# [Rows]
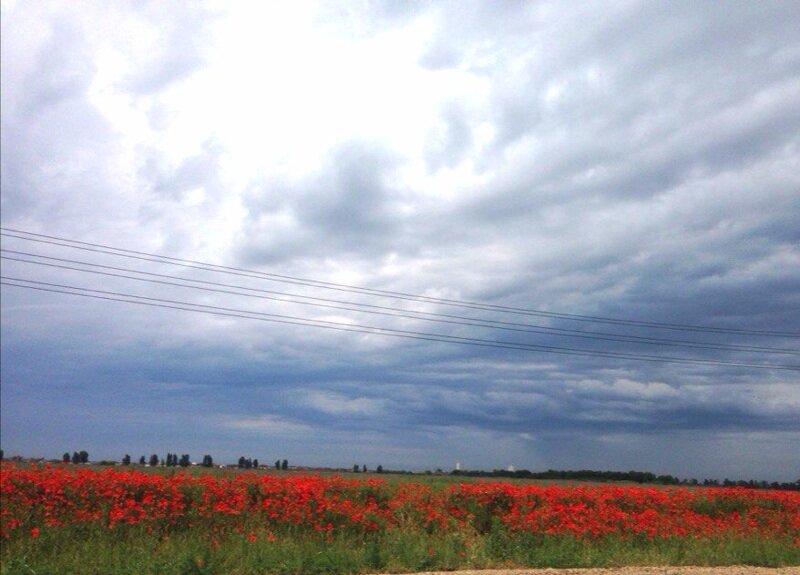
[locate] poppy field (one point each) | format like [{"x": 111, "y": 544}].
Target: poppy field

...

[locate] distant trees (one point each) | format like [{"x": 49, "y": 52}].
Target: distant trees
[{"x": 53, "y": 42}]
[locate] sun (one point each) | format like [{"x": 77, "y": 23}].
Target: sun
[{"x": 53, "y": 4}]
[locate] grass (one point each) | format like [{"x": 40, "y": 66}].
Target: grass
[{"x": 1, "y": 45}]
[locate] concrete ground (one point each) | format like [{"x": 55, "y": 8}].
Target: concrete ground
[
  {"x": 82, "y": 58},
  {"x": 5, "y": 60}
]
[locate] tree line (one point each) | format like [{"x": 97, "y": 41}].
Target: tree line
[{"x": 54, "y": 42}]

# [What the task requires]
Copy out word for word the lines above, starting at the line with "[locate] poppy field" and ending with the line with "Target: poppy field", both included.

# [Solved problem]
[locate] poppy field (one point each) | format like [{"x": 111, "y": 544}].
Target: poppy field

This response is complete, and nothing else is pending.